* **EXERCISE GOAL**:
Output the lines below as a Markdown table with columns "Row" and "Line", starting at the line with "Can you find the warm" and running through the last line, both included, skipping blank lines.

* **INPUT RECORDS**:
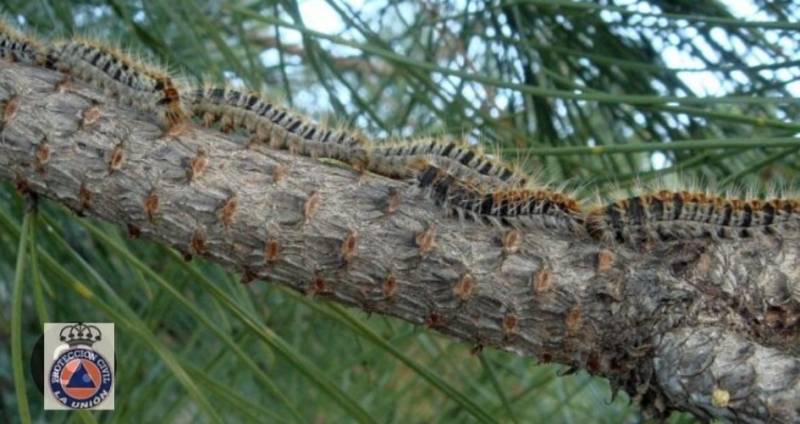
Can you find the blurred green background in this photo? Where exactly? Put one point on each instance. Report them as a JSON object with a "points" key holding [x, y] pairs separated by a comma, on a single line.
{"points": [[597, 96]]}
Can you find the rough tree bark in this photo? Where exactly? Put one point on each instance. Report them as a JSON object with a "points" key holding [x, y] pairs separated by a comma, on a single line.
{"points": [[700, 326]]}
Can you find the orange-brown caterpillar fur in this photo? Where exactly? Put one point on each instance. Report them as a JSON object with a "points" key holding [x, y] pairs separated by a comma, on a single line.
{"points": [[676, 215], [504, 206], [141, 85]]}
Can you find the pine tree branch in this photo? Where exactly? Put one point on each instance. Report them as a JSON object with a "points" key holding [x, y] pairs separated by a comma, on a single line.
{"points": [[699, 326]]}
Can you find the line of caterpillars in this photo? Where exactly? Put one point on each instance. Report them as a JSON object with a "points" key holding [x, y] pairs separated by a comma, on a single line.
{"points": [[457, 176]]}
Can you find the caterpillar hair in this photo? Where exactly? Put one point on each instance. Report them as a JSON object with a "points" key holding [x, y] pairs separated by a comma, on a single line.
{"points": [[514, 207], [675, 215], [463, 161], [20, 47], [141, 85], [267, 122]]}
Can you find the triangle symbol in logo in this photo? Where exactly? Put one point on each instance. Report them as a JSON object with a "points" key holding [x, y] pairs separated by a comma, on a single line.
{"points": [[80, 379]]}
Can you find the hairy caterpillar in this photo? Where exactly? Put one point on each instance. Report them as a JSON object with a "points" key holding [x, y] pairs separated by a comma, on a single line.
{"points": [[142, 85], [463, 161], [20, 47], [267, 122], [277, 126], [674, 215], [505, 206]]}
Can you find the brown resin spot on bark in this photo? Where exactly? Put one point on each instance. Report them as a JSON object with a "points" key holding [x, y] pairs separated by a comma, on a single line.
{"points": [[84, 197], [311, 206], [511, 241], [389, 287], [605, 260], [541, 281], [90, 115], [197, 166], [510, 322], [433, 320], [150, 204], [426, 240], [227, 211], [116, 159], [464, 287], [42, 155], [279, 172], [573, 320], [134, 232], [349, 248], [392, 201], [272, 250], [198, 243], [318, 286], [10, 107]]}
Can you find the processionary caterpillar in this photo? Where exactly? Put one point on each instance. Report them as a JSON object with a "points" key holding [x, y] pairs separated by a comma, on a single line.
{"points": [[276, 125], [458, 176], [143, 86], [20, 47], [676, 215], [279, 127], [516, 207]]}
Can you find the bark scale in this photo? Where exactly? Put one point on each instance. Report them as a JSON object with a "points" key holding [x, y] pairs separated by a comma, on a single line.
{"points": [[710, 327]]}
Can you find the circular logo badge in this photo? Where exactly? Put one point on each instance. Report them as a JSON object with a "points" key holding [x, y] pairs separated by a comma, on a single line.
{"points": [[80, 378]]}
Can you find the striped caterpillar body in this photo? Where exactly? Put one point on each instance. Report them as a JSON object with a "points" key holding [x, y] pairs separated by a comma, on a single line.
{"points": [[506, 206], [141, 85], [463, 162], [279, 127], [668, 215], [19, 47]]}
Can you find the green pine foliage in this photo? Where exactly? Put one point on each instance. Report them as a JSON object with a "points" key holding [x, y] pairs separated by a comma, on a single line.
{"points": [[595, 95]]}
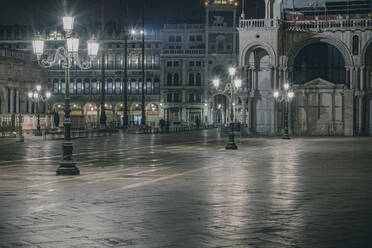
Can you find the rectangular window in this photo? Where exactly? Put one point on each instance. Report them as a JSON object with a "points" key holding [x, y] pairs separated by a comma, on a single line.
{"points": [[117, 87], [133, 87], [191, 98], [79, 87], [149, 87], [72, 87], [55, 86], [156, 87], [86, 87], [109, 87], [169, 97], [63, 86], [94, 86], [140, 87]]}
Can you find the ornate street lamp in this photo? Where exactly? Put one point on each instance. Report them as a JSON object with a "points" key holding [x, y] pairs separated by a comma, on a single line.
{"points": [[234, 85], [68, 54], [37, 96], [285, 95]]}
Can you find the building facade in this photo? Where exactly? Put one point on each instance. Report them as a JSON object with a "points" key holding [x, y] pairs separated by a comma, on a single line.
{"points": [[19, 74], [324, 52]]}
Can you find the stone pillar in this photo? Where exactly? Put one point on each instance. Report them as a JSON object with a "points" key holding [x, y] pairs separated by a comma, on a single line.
{"points": [[11, 100], [18, 107], [347, 79], [275, 77], [349, 112], [244, 112], [362, 78], [250, 115]]}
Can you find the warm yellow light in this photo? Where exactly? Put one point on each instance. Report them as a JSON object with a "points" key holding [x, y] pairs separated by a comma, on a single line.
{"points": [[72, 45], [93, 47], [38, 46]]}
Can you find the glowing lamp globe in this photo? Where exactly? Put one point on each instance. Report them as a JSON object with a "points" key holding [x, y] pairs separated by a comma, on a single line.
{"points": [[72, 45]]}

* **PROBLEM SOLUTION**:
| Row | Line |
|---|---|
| 1 | Can you find the warm yellow light in this photo? Where exactly? Put one point on each instance. Report them as a JSON object with a "points" key holding [x, y] pairs separated by a comma, on a single line. |
| 2 | {"points": [[72, 45], [93, 47], [38, 46]]} |
| 3 | Can you find the glowing lamp globe in this photo? Where exactly? Put one point on each instance. Report them as a JSON object with a "points" key holding [x, y] pairs separated by a comma, on a single line. |
| 4 | {"points": [[72, 45]]} |